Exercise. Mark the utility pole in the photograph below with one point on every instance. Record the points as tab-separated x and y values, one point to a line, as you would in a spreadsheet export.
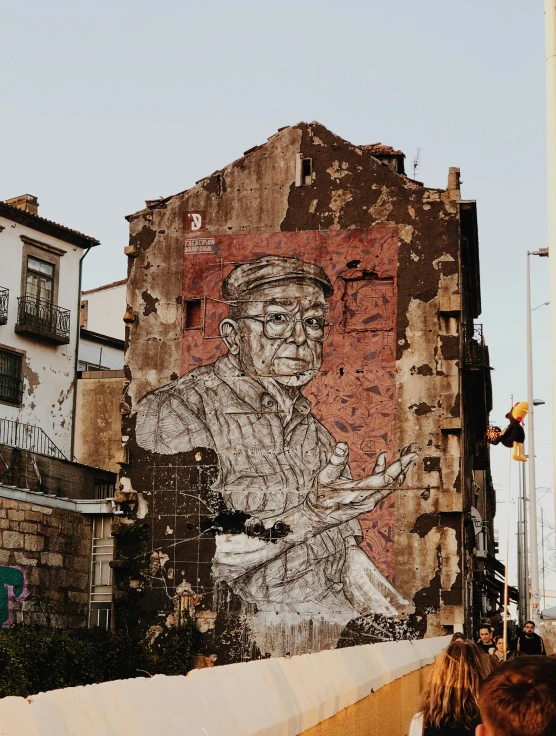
525	546
520	558
550	46
534	598
542	549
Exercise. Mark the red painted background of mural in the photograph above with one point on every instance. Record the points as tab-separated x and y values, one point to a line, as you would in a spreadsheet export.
354	393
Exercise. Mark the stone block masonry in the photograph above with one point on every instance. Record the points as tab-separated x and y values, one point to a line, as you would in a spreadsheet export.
49	550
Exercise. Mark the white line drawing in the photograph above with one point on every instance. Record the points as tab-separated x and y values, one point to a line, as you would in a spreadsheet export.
298	550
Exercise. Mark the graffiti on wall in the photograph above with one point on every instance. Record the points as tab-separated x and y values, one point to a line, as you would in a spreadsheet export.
13	587
283	427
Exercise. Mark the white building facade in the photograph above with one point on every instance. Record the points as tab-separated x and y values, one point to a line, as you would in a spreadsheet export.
39	327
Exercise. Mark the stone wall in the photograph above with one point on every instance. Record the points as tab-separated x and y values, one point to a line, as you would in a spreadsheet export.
98	436
45	558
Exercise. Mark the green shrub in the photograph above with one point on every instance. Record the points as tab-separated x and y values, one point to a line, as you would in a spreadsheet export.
36	660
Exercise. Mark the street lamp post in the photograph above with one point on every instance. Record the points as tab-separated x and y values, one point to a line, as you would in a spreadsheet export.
534	599
550	47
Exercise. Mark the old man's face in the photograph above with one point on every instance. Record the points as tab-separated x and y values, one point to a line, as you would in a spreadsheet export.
280	331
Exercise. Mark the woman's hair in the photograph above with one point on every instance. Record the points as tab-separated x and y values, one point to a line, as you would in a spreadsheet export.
450	699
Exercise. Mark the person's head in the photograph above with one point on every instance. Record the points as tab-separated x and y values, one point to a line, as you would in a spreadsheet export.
450	699
519	698
485	632
277	321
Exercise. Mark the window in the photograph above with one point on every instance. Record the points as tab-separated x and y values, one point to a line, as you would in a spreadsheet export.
101	573
84	314
11	370
307	171
39	284
193	314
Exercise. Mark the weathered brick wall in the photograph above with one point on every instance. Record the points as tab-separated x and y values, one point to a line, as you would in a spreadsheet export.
24	469
409	390
52	548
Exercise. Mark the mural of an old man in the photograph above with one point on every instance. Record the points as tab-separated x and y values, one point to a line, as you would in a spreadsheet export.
298	552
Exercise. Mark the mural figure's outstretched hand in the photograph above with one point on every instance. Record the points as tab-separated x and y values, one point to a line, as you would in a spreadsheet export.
334	489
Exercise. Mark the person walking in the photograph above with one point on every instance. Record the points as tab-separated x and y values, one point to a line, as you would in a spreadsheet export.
498	653
486	642
528	642
449	704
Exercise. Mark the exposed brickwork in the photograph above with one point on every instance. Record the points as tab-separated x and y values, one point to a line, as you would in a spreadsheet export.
416	388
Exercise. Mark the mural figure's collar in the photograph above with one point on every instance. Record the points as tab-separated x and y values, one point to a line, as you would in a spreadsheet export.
260	398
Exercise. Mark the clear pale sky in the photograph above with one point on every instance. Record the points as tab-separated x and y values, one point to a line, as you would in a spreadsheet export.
106	104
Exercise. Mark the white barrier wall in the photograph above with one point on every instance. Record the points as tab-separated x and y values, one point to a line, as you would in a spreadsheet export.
270	697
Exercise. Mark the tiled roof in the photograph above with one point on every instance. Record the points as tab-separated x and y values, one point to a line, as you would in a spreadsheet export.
41	224
105	286
378	149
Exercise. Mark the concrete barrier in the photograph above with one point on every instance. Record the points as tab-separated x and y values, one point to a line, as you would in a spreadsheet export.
270	697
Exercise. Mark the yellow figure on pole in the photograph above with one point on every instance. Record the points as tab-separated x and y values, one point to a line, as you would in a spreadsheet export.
513	435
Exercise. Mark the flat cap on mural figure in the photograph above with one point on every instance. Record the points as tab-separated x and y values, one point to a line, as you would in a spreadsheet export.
277	463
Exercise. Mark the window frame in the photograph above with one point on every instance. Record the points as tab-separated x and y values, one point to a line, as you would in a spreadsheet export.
22	355
46	254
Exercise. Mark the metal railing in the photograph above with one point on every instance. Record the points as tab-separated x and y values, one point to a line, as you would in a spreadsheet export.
475	351
4	296
40	314
28	437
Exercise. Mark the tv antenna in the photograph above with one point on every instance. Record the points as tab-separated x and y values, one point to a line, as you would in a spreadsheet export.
416	162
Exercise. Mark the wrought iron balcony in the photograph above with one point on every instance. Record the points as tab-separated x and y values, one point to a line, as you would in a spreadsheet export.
4	296
28	437
475	351
43	319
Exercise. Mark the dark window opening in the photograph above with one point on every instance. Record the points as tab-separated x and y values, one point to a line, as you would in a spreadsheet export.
84	314
39	284
11	384
193	317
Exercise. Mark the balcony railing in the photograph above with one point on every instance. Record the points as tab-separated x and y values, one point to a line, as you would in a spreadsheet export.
28	437
474	349
4	296
42	318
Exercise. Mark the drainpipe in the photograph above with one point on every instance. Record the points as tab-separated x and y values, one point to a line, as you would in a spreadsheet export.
78	335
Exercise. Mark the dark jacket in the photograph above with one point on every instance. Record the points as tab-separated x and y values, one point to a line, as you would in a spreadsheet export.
530	644
450	731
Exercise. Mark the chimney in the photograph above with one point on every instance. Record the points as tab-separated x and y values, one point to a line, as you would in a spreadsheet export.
25	202
453	179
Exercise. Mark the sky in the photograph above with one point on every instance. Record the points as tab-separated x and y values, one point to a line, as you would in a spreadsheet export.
106	104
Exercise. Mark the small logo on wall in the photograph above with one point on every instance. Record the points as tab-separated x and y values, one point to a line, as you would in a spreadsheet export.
195	221
13	586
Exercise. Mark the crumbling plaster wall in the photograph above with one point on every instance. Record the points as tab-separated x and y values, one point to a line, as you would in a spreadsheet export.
52	548
350	189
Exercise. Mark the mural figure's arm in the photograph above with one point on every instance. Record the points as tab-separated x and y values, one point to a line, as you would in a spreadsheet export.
336	499
167	423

* [WHAT TO WORK ON]: Copy exactly the lines running from the one that contains "Exercise. Mark the crumbling" to the end of the material, both ends included.

* [EXPECTED ANSWER]:
Exercise. Mark the crumbling plaster wall in the photograph above with one point on every instance. Record the points as tab-separated x and y values, one point to a line, as you would in a spreadsheet export.
52	548
350	189
Exercise. Mark the mural figure's arm in the photograph above with one point on every instance. Record the points as tab-separated x and y values, one point to a line, as you would in a spreadsheet export.
336	499
167	423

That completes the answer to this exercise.